Objective
Swap "Drop a dot" for "Place a marker" throughout the rows below, and write every row out again with nothing else changed.

Record excerpts
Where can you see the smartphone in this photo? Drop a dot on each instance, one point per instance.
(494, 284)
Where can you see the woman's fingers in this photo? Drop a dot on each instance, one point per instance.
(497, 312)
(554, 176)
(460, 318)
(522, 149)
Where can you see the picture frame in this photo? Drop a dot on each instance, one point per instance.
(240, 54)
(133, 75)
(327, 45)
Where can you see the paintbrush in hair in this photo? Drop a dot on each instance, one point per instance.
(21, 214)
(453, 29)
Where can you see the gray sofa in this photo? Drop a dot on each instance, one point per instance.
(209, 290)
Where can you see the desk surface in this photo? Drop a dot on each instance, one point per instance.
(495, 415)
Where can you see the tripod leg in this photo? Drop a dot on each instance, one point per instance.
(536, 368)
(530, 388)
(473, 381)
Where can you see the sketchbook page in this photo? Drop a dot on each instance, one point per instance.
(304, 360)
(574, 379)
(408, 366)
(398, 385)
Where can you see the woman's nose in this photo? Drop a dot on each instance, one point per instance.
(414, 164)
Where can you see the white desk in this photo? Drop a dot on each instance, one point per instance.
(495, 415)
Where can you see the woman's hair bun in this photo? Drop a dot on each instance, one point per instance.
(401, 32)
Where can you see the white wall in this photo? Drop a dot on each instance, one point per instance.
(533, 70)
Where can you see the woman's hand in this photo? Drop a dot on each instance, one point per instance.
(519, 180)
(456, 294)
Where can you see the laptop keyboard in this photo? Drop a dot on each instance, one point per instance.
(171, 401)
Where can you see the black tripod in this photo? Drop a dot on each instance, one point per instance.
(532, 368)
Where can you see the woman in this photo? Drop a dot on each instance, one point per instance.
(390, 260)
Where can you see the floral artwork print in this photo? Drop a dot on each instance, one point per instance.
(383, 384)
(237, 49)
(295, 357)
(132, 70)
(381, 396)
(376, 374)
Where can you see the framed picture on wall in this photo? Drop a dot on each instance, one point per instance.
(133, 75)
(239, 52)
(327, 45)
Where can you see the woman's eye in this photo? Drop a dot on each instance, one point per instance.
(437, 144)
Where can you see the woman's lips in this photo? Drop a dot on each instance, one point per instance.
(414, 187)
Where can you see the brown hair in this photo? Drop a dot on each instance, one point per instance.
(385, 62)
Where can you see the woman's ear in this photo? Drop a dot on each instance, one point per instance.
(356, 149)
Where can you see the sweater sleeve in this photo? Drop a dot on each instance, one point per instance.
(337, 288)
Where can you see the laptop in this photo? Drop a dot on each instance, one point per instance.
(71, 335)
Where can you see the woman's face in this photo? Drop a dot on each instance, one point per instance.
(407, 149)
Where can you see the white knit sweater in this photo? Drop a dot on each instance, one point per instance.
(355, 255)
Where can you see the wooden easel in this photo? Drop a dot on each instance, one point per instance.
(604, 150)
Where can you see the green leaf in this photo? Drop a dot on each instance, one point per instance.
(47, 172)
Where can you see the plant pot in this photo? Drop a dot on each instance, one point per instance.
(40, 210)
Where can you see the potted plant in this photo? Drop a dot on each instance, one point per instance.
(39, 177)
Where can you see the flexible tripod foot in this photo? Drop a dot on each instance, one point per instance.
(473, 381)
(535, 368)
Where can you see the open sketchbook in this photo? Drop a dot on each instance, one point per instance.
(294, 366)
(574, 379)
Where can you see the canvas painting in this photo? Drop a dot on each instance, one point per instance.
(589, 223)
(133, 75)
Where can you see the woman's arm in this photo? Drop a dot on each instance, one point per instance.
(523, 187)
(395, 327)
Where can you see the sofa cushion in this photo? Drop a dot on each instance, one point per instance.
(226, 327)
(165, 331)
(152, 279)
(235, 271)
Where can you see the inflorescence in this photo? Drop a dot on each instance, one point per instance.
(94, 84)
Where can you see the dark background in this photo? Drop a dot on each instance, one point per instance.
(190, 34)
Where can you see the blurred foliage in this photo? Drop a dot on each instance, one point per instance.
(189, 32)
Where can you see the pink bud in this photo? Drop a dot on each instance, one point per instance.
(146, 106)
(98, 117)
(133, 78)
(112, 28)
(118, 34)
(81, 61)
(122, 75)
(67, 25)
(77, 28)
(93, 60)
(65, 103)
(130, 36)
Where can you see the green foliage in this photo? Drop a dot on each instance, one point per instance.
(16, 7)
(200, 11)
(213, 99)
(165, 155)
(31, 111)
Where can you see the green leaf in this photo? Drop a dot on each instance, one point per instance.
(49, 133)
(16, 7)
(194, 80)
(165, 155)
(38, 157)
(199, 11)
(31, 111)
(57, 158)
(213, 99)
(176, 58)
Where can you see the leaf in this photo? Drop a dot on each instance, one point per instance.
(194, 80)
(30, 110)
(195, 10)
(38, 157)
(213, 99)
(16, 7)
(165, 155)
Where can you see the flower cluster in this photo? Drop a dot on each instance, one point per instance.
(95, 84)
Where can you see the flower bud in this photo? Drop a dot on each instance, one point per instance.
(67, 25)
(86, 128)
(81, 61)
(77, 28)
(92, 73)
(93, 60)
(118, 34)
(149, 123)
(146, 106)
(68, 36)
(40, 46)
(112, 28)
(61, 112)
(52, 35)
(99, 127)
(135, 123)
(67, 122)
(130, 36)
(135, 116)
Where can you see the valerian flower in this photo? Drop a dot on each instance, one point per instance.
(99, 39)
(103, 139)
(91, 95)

Answer for this exercise
Where can you see the smartphone in this photo? Place a marker on each instance, one point per instance.
(494, 284)
Where can you see the woman's fingers in this photo? Place a marker on each instance, one point per instance.
(497, 312)
(554, 176)
(460, 318)
(522, 149)
Where can you see the picture frame in this photo? Place a marker on each instance, one point per instance.
(240, 54)
(133, 75)
(327, 45)
Where can you see the paintbrush in hair in this photo? Place a marker on each instance, one point per instance.
(21, 214)
(453, 29)
Where can you see the gray sofa in this photo? Place a marker on each instance, one point per instance.
(209, 290)
Where can you see the desk surface in this photo? Place a marker on each instance, one point per instance.
(495, 415)
Where can you see the tripod leg in this photo? Place a marker on each instance, one point per instance.
(536, 368)
(530, 388)
(473, 381)
Where can you see the sketchbook page in this photo? Place a marker on each instance, one point per instance.
(304, 360)
(574, 379)
(408, 366)
(398, 385)
Where can you see the woman's nose in this photo? Place a marker on each instance, one point per instance.
(414, 164)
Where can you see the white desk in this photo? Place a marker on each instance, one point per instance.
(495, 415)
Where can you see the woman's hair bun in this photo? Place a marker on each instance, one point per instance.
(401, 32)
Where can you see the white wall in this photo? Place a marker on each instance, one point per instance.
(533, 70)
Where can you see the woman's hand in this photo? Place a marker on each instance, one point per instance.
(519, 180)
(456, 294)
Where can you see the laptop keyboard in this photo? Place a marker on each instance, one point per instance.
(171, 401)
Where can you see the black tripod in this photo? Place a marker on each instance, one point per instance.
(532, 368)
Where can you see the woman in this photo? Place a marker on each instance, one point per instance.
(390, 260)
Where can you see the floral artwork print in this photo? Place a marker on each instance, one point per instance.
(383, 384)
(237, 49)
(295, 357)
(132, 70)
(381, 396)
(376, 374)
Where can you see the framed picture on wall in this photo? Place a marker on each instance, one point per instance.
(133, 75)
(239, 52)
(327, 45)
Where can you see the woman's eye in this photo? Place a marker on each instance, one point per instance.
(437, 144)
Where can you see the woman's lips in this photo? Place a marker on each instance, one point per instance.
(414, 187)
Where can you see the brown hair in this photo? Place a marker on each instance, one point per instance.
(385, 62)
Where can you see the woman's ear in this photo? Place a marker on each instance, one point per instance.
(356, 149)
Where can you see the sweater sleeve in this photo? Place a marker on each instance, one point per instance.
(337, 288)
Where can you see the laptop in this photo? Place a marker on each instance, one point per instance.
(71, 335)
Where can you see the woman's face in this photo? Place a marker on each instance, one point per instance.
(407, 149)
Where can you see the white knit sweater in this photo? Place a marker on each instance, one point per instance.
(355, 255)
Where can you see the wooden easel in this photo? Place a marker on each instance, one point per instance.
(604, 150)
Where can you see the green leaf in this photo? Place a marker on each instance, one point per instance.
(47, 172)
Where can you see the plant pot in this photo? Place a marker on each instance, one point per instance.
(40, 210)
Where can you see the potted plant in this photo? Place a marker on each instance, one point per instance.
(39, 177)
Where can you see the flexible tripod foot in this photo? Place a marker on each instance, one point per instance.
(473, 381)
(535, 368)
Where can you see the open sketchbook in this photo? Place a marker on each instance, one point per instance.
(294, 366)
(574, 379)
Where can you see the canvas painting in this photo? Place a marker on each instance, one point per instance.
(589, 223)
(133, 75)
Where can you see the woman's arm in this photo? Place a marker on each instance, one point per instance.
(523, 187)
(395, 327)
Where can you see the sofa cushion in this photo? Place a marker on each instance, one point per instance.
(226, 327)
(165, 331)
(152, 279)
(235, 271)
Where can you see the inflorescence in this photo? Place a marker on each instance, one point per instance.
(94, 84)
Where can you see the dark background in this photo? Place a marker on each instance, one point per instance.
(190, 34)
Where can you see the blurred foliage in this photo? Place a marker on each instance, one point per instance.
(189, 32)
Where can you see the pink bud in this photo? Place a marker on each instance, one point per instance.
(146, 106)
(98, 117)
(133, 78)
(112, 28)
(118, 34)
(81, 61)
(122, 75)
(67, 25)
(77, 28)
(93, 60)
(65, 103)
(130, 36)
Where can you see the green foliage in this photo? Place a marker on each instance, one point per instance.
(16, 7)
(200, 11)
(213, 99)
(165, 155)
(31, 111)
Where can you see the green leaf in this photo? Place a marker on each instance, one point per instance.
(49, 133)
(16, 7)
(194, 80)
(165, 155)
(38, 157)
(199, 11)
(31, 111)
(57, 158)
(213, 99)
(176, 58)
Where can you see the leaf in this photo? Place a marker on each instance, one point per instance.
(194, 80)
(30, 110)
(195, 10)
(38, 157)
(213, 99)
(16, 7)
(165, 155)
Where can you see the flower cluster in this photo? Place a marker on each instance, one point per instance.
(95, 84)
Where can you see the flower bud in this photo? Place a marker on each instance, one point per instance.
(67, 25)
(86, 128)
(81, 61)
(77, 28)
(92, 73)
(93, 60)
(118, 34)
(149, 123)
(146, 106)
(68, 36)
(40, 46)
(112, 28)
(61, 112)
(52, 35)
(99, 127)
(135, 123)
(67, 122)
(130, 36)
(135, 116)
Where can you see the valerian flower in this photo? Place a marker on each instance, one point per instance.
(99, 39)
(103, 139)
(91, 95)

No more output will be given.